══ MATERIAL PROVIDED ══

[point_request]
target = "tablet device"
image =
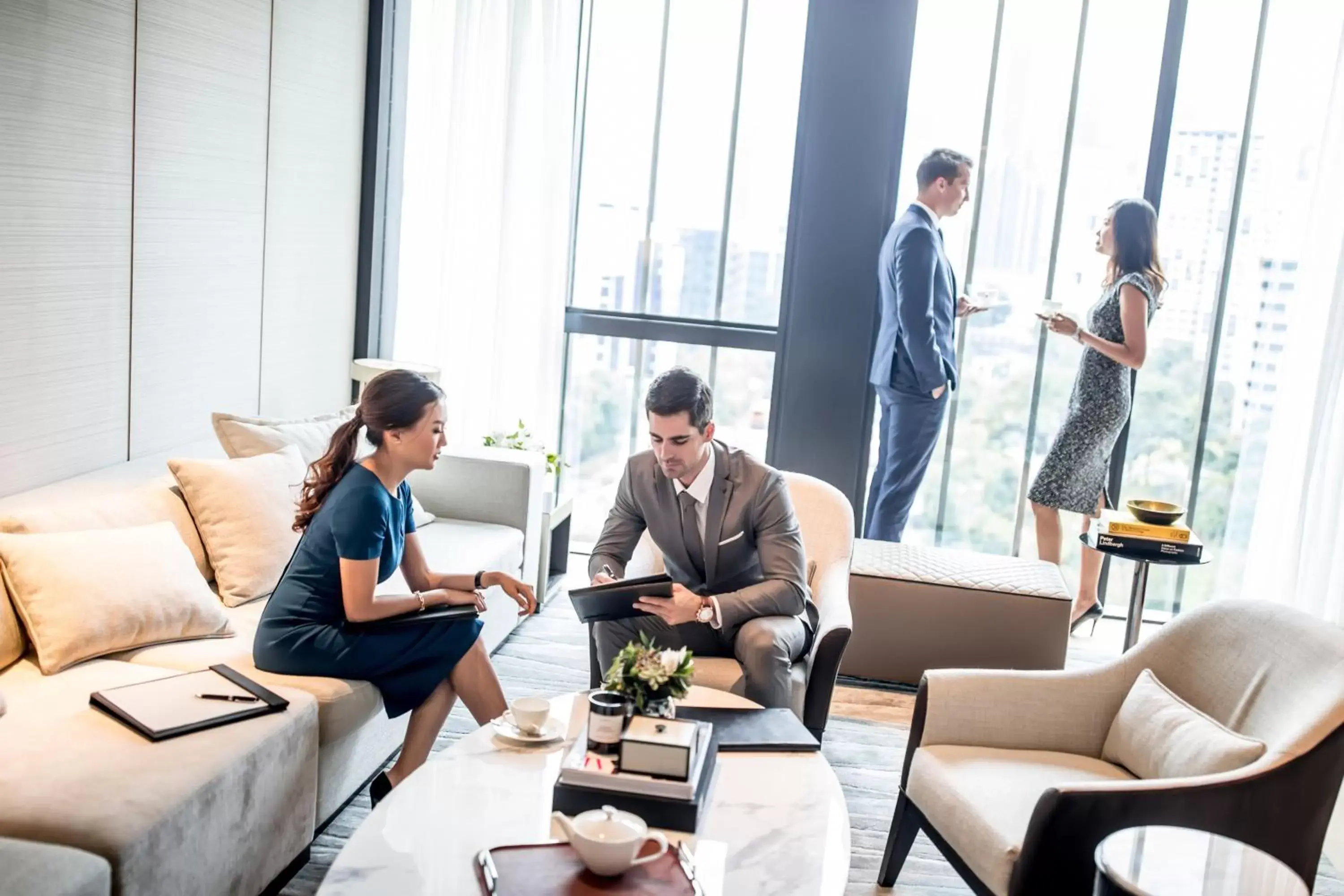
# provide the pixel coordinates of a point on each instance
(416, 617)
(616, 599)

═══

Repeat every line above precisely; pictures do not belong in the copy.

- _ANSWER BOX_:
[point_request]
target = "tablet device"
image =
# provide the pixel coordinates of a point on each instance
(416, 617)
(616, 599)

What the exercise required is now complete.